» **Exercise objective**: Rewrite every line in the stretch from the line containing "Where can the laptop" through the end of the records, raising each answer coordinate by 63. Leave all other lines in that stretch unchanged.

***

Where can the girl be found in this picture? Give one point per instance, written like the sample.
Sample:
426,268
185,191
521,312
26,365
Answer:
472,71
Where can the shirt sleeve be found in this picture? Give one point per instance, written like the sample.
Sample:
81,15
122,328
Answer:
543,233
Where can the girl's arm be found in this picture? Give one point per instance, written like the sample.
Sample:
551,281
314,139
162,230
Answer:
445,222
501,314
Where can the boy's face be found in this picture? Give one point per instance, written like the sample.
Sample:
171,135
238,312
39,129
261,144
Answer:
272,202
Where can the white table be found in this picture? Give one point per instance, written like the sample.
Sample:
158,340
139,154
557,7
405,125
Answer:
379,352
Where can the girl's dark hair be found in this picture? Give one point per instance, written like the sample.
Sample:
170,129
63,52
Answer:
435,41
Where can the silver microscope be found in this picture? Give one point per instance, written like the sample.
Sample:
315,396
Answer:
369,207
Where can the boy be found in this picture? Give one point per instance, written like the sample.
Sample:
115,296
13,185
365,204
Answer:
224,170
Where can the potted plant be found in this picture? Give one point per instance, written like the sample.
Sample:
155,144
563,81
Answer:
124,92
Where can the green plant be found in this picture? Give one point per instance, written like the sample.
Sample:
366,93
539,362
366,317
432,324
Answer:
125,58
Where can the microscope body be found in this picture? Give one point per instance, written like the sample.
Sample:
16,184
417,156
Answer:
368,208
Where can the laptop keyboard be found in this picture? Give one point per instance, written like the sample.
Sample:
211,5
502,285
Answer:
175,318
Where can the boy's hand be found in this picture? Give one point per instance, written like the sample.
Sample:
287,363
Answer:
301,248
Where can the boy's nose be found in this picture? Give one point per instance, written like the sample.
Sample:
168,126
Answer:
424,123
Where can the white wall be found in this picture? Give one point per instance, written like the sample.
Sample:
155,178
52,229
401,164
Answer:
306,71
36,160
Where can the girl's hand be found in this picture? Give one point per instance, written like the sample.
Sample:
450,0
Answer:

***

» **Solution to the problem**:
Where can the laptop keyboard be found in this picture? Give one point per instance, written like the sample.
Sample:
211,5
502,285
Answer:
238,381
Where can the boy's hand be found in this picture? Give one point per instance, written like the sample.
Sample:
287,363
Answer:
364,311
Where can the boy's nose be found in this picture? Give one point per instance, written like the sample.
Sample:
168,126
Answer:
487,186
Where can the white wall be found in this picture? Give one point per instance, written like the sample.
Sample:
155,178
52,229
401,164
Answer:
369,134
99,223
Where can the girl's hand be found in this picture? Give one point per instance, written like the sample.
Sample:
450,0
Answer:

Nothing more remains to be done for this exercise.